Work required
Each line of the records below that contains "lamp" needs to be copied.

Data for this exercise

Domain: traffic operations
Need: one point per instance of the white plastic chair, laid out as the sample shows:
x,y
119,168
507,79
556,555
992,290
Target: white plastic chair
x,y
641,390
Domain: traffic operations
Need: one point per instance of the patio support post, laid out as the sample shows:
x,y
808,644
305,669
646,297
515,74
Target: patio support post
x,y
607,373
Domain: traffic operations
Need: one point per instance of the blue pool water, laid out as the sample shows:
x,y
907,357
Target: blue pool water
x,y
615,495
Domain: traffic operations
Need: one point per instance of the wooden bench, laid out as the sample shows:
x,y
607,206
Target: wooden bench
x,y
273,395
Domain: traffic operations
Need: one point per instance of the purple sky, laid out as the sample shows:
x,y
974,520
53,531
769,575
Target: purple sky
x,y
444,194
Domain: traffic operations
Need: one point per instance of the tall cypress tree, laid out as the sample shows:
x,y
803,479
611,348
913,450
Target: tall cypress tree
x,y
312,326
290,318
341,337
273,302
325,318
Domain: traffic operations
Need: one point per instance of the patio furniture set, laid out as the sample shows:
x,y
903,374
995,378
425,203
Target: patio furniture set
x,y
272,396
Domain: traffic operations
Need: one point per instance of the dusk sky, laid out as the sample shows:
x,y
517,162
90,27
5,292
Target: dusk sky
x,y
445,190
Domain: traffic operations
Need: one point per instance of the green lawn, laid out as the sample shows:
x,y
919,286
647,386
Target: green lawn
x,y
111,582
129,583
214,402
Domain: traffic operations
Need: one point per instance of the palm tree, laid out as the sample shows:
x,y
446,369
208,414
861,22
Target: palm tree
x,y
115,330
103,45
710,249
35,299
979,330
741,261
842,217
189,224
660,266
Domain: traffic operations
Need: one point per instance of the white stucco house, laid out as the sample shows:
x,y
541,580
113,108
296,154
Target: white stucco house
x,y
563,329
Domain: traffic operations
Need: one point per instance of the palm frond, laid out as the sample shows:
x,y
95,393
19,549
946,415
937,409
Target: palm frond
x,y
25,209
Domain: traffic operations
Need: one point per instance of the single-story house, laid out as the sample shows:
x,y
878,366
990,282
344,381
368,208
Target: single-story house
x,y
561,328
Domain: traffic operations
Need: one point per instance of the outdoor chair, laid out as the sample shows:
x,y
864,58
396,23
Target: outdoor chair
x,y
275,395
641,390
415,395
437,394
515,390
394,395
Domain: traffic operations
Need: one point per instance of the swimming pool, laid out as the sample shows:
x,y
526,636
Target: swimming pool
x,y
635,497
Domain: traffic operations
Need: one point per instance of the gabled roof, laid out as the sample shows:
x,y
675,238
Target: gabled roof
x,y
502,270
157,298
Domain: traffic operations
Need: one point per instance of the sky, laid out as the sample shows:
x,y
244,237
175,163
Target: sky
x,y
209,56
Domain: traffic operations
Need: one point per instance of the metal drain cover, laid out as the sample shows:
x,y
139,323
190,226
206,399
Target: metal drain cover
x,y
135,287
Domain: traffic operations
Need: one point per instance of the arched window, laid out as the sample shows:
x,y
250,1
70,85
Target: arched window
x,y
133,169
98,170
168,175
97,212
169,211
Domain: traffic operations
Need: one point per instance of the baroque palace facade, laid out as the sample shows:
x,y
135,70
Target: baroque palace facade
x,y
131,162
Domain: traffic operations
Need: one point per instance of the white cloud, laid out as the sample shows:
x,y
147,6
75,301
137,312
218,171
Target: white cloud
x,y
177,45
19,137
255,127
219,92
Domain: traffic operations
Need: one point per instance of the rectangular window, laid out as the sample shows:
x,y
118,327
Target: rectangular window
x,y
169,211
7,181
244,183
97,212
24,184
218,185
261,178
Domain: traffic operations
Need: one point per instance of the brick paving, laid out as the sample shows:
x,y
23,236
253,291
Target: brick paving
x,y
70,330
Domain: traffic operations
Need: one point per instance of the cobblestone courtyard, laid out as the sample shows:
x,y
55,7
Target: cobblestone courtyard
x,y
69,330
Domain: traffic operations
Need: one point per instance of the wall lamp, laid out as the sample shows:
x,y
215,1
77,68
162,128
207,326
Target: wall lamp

Exercise solution
Need: one point per instance of the wall lamp, laid out as the sample shows:
Target: wall lamp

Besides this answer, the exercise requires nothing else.